— Your goal —
Report every line of the listing below that contains the word "background", copying each such line in full. Only matches with the same case count.
— Start of Extracted data —
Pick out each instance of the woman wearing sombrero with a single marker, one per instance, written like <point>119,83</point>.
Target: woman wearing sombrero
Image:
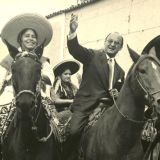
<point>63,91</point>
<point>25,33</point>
— End of Extracted data —
— Start of Extracted data —
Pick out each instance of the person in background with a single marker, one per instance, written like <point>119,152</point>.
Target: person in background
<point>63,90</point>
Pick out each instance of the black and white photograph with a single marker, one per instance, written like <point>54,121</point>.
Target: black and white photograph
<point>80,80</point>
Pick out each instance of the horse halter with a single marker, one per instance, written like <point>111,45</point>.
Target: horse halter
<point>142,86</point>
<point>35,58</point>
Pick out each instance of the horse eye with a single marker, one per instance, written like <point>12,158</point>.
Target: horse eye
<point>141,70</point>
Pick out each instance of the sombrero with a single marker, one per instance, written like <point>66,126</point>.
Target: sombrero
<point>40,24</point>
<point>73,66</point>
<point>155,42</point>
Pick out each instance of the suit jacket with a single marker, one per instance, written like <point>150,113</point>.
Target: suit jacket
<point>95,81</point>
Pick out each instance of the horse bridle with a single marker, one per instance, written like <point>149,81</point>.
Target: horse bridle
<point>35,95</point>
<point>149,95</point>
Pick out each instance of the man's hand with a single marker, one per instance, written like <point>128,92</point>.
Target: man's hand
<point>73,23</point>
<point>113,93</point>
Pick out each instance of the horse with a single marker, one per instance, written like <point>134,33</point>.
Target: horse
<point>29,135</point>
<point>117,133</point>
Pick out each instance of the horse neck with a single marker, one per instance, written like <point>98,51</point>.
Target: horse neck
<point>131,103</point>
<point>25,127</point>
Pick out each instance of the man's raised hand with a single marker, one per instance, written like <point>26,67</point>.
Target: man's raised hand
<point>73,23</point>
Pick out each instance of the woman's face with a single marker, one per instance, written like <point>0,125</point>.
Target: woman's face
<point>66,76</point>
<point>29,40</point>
— End of Extracted data —
— Start of Extracted data —
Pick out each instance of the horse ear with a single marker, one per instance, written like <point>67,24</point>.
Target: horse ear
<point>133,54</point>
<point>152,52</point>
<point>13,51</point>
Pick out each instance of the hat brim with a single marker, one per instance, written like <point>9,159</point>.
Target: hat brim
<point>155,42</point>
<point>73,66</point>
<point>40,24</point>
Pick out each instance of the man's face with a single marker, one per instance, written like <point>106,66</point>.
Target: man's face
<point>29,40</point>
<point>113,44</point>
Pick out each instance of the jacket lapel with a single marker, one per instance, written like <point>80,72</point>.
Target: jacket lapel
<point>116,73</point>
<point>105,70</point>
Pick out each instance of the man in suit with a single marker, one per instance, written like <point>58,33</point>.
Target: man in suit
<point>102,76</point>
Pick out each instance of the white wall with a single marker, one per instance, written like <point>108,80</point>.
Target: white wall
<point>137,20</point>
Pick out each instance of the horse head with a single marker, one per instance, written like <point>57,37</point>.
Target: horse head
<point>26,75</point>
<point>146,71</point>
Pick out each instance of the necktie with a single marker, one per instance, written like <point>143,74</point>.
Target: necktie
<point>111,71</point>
— End of Extracted data —
— Task result —
Pick out each instance of the person in background with a single marker, one per instance, written like <point>119,152</point>.
Target: person in background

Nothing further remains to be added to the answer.